* **What to produce**
Please count the lines in the entries below that contain the word "rough", and reply with that number alone.

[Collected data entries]

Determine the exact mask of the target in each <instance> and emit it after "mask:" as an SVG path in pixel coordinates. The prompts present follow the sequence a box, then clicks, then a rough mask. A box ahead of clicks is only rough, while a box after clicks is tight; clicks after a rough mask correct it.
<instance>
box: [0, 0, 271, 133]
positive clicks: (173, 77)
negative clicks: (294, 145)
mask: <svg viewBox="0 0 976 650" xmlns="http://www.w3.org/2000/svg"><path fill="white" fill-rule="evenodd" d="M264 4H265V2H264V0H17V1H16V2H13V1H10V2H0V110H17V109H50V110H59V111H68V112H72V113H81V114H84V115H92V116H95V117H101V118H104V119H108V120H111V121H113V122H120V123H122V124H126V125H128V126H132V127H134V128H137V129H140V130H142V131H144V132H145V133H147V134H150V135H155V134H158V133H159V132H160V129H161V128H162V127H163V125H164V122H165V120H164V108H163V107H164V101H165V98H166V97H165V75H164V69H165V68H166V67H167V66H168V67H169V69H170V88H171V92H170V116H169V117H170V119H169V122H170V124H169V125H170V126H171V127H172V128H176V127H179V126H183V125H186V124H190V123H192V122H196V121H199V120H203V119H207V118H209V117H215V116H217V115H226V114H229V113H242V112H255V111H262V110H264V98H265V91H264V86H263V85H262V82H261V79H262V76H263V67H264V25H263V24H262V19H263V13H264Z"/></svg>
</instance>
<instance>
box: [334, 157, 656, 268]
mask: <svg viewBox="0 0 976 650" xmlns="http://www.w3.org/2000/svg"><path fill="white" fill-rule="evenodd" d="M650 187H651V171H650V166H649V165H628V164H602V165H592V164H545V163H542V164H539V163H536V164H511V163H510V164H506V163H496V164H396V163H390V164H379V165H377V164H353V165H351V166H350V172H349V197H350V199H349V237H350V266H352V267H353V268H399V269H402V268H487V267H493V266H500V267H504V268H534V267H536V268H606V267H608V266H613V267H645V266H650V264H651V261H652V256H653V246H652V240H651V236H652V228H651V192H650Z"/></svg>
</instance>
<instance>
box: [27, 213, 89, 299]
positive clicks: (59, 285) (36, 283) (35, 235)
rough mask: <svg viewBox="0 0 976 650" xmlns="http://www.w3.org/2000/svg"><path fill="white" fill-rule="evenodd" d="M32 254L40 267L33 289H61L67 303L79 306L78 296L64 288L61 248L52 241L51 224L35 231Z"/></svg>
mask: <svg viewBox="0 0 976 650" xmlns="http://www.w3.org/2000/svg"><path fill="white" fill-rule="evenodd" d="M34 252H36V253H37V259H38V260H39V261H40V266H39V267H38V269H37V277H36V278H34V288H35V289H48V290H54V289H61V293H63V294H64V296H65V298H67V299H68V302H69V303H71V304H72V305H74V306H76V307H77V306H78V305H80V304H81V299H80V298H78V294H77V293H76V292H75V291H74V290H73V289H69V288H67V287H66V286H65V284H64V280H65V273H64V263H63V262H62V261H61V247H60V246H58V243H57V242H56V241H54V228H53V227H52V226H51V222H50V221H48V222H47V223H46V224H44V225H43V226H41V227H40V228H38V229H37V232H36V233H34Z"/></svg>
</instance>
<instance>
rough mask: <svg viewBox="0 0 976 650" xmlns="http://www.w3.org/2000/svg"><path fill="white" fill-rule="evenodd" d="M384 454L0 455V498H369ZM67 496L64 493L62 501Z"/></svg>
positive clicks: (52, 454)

* **Response to the task**
3